— START OF DATA TO PROCESS —

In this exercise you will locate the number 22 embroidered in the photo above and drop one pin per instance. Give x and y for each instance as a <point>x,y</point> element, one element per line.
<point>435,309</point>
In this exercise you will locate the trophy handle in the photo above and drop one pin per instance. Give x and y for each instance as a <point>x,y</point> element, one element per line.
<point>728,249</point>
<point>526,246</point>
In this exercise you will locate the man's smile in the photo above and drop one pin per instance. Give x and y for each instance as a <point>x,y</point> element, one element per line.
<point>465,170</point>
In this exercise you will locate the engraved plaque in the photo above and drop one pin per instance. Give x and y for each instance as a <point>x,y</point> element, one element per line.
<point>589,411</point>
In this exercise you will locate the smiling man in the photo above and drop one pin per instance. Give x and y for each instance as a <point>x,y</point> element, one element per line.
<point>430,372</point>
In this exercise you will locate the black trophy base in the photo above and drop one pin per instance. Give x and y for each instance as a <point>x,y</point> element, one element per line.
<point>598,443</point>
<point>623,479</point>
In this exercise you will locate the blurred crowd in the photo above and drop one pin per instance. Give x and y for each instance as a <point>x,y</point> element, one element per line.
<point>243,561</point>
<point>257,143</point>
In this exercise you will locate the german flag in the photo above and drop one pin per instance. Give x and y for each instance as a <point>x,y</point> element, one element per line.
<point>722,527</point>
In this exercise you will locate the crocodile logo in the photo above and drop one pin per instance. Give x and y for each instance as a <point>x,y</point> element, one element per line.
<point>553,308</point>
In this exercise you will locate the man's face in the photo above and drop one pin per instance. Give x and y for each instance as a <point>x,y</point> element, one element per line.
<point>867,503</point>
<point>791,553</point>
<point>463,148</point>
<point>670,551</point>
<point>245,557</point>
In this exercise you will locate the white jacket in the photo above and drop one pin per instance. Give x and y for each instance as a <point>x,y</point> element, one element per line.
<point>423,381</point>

— END OF DATA TO PROCESS —

> [WHAT IS BEING ASKED]
Rewrite the listing above with every "pin" swapped for "marker", and keep everything else the same.

> [TASK SOLUTION]
In this exercise you will locate the number 22 embroidered in the photo above and drop one marker per instance. Give x and y for each instance as a <point>x,y</point> element, one element per line.
<point>435,309</point>
In this exercise you will locate the trophy handle in the photo above and drop one marker per instance. Give x and y for each instance as a <point>x,y</point> element, one element per line.
<point>728,249</point>
<point>526,246</point>
In this exercise you will locate the man's smile in the photo above and drop one marker per instance. Give x and y for each instance as a <point>x,y</point> element, one element per line.
<point>465,170</point>
In this exercise you will locate the engraved plaque in the photo above and drop one marker per instance. Give x and y for each instance as a <point>x,y</point> element, one element per line.
<point>589,411</point>
In this exercise you will locate the smiling man in the photo above and drop one marker per instance. Give x and y for each instance as a <point>x,y</point> element, one element per line.
<point>430,372</point>
In this exercise you will locate the black trophy base in the photo above and drop one marker per instance. Give x and y for each instance as a <point>x,y</point> element, one element per line.
<point>598,443</point>
<point>623,479</point>
In this exercise you will locate the blurred crowd in the photo above and drop one marker per instance. Give x and y for each instance as a <point>x,y</point> element, one element per line.
<point>243,561</point>
<point>257,143</point>
In this exercise you will locate the german flag in the photo above and drop one marker per instance. Give x and y for each instance as a <point>x,y</point> element, one element per line.
<point>722,527</point>
In this exercise you will locate the crocodile logo in the photo above and drop one marker per instance. Give x and y for each instance as a <point>x,y</point> element, one element per line.
<point>553,308</point>
In this exercise you will locate the man's face in the photo above and drop one marker per instance. Give x and y for each instance as a <point>x,y</point> element, one element per line.
<point>867,503</point>
<point>791,553</point>
<point>463,148</point>
<point>670,551</point>
<point>245,557</point>
In this exercise you will locate the white jacket in the photo above and drop one marker per instance. Give x and y for each instance as a <point>x,y</point> element, one element per line.
<point>423,381</point>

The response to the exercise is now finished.